TASK INPUTS:

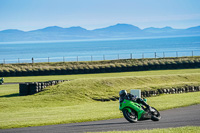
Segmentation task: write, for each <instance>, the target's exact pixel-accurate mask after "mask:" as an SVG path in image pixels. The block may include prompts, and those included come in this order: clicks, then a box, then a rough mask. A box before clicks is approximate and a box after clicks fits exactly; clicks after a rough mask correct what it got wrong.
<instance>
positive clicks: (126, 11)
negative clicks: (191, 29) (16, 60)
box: [0, 0, 200, 31]
mask: <svg viewBox="0 0 200 133" xmlns="http://www.w3.org/2000/svg"><path fill="white" fill-rule="evenodd" d="M117 23H127V24H132V25H135V26H138V27H139V28H141V29H143V28H147V27H165V26H171V27H173V28H179V29H181V28H188V27H193V26H199V25H200V0H0V30H5V29H20V30H24V31H29V30H34V29H40V28H44V27H47V26H60V27H64V28H67V27H71V26H81V27H83V28H86V29H88V30H92V29H96V28H102V27H107V26H110V25H114V24H117Z"/></svg>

TASK BRIEF: Reproduce the lines above word for word, omitting the picture.

TASK SOLUTION:
Segmentation task: write, for each <instance>, the target's exact pixel-accurate mask after "mask:" as an SVG path in image pixels. The block may include prompts, and those included come in this order: clicks, then a box, then a rough mask. A box before clicks is approximate and a box after clicks fits exactly; clicks after a rough mask correct what it got wrong.
<instance>
positive clicks: (126, 11)
negative clicks: (191, 29) (16, 60)
box: [0, 0, 200, 31]
mask: <svg viewBox="0 0 200 133" xmlns="http://www.w3.org/2000/svg"><path fill="white" fill-rule="evenodd" d="M117 23H127V24H132V25H135V26H138V27H139V28H141V29H143V28H147V27H165V26H171V27H173V28H179V29H181V28H188V27H193V26H199V25H200V0H0V30H5V29H20V30H24V31H29V30H34V29H40V28H44V27H47V26H60V27H64V28H67V27H71V26H81V27H83V28H86V29H88V30H92V29H96V28H102V27H107V26H110V25H114V24H117Z"/></svg>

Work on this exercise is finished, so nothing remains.